▶ _Written problem_:
Print every line of the entries below again, character for character, without changing anything.

═════ Entries provided

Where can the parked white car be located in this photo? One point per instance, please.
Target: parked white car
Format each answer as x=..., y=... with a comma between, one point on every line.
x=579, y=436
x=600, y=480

══════════

▶ _Answer to this task_:
Where can the parked white car be located in this photo? One point per instance, please.
Target: parked white car
Format each answer as x=..., y=... with a comma between, one point on every line.
x=579, y=436
x=600, y=480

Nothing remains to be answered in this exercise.